TEKS KUTIPAN:
+ + +
Apabila dia berkeluarga, yang diperhitungkan bukan semata-mata kebutuhan dia sendiri, melainkan kebutuhannya bersama seluruh anggota keluarga yang dia tanggung nafkahnya. Apabila penghasilan dan hartanya tidak mencukupi untuk kebutuhan bersama keluarganya dalam setahun, dia termasuk miskin. Misalnya, penghasilannya setiap bulan satu juta rupiah dan terkadang ada tambahan, sehingga dalam setahun penghasilannya sekitar 12—14 juta rupiah. Ternyata kebutuhannya bersama keluarganya dalam setahun sekitar enam belas juta rupiah, berarti dia termasuk miskin. Selaku pimpinan keluarga yang mewakili seluruh anggota keluarga yang dia tanggung nafkahnya, dia boleh mengambil zakat yang akan memenuhi kebutuhannya bersama mereka selama setahun.
+ + +
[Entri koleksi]

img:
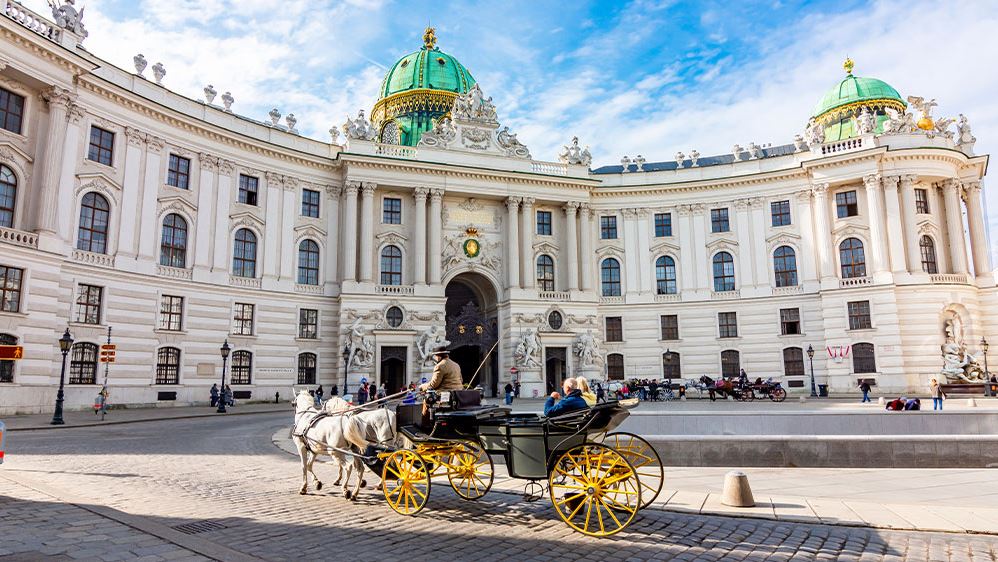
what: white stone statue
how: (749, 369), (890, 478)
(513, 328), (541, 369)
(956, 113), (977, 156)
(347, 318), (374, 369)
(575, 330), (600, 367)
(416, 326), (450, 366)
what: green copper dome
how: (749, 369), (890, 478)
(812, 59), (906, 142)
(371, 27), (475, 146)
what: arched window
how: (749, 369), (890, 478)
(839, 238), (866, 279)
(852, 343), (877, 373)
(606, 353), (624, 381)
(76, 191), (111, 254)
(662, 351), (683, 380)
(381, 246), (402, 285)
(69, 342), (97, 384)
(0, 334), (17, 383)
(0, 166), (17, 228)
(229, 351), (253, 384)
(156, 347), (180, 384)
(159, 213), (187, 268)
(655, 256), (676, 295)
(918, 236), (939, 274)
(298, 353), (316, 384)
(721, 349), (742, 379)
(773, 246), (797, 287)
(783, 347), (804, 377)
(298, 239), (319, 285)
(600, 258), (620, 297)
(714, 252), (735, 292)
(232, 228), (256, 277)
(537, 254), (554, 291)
+ + +
KERJAKAN TUGAS BERIKUT:
• 1. Tolong salin persis bagian teks tentang zakat di atas, mulai dari "Apabila dia berkeluarga, yang" sampai dengan "mereka selama setahun.".
• 2. Ubah paragraf dalam teks tentang zakat yang diawali "Apabila dia berkeluarga" menjadi daftar poin singkat berisi fakta-fakta utamanya.
• 3. Menurut teks tentang zakat, berapa kira-kira kebutuhan setahun orang dalam contoh itu bersama keluarganya?

JAWABAN SETIAP TUGAS:
• 1.
Apabila dia berkeluarga, yang diperhitungkan bukan semata-mata kebutuhan dia sendiri, melainkan kebutuhannya bersama seluruh anggota keluarga yang dia tanggung nafkahnya. Apabila penghasilan dan hartanya tidak mencukupi untuk kebutuhan bersama keluarganya dalam setahun, dia termasuk miskin. Misalnya, penghasilannya setiap bulan satu juta rupiah dan terkadang ada tambahan, sehingga dalam setahun penghasilannya sekitar 12—14 juta rupiah. Ternyata kebutuhannya bersama keluarganya dalam setahun sekitar enam belas juta rupiah, berarti dia termasuk miskin. Selaku pimpinan keluarga yang mewakili seluruh anggota keluarga yang dia tanggung nafkahnya, dia boleh mengambil zakat yang akan memenuhi kebutuhannya bersama mereka selama setahun.

• 2.
- Bagi orang yang berkeluarga, yang diperhitungkan adalah kebutuhannya bersama seluruh anggota keluarga yang dia tanggung nafkahnya.
- Jika penghasilan dan hartanya tidak mencukupi kebutuhan bersama keluarganya dalam setahun, dia termasuk miskin.
- Contoh: penghasilannya setahun sekitar 12—14 juta rupiah, sedangkan kebutuhannya bersama keluarga sekitar enam belas juta rupiah, sehingga dia termasuk miskin.
- Selaku pimpinan keluarga, dia boleh mengambil zakat untuk memenuhi kebutuhannya bersama keluarga selama setahun.

• 3. Sekitar enam belas juta rupiah.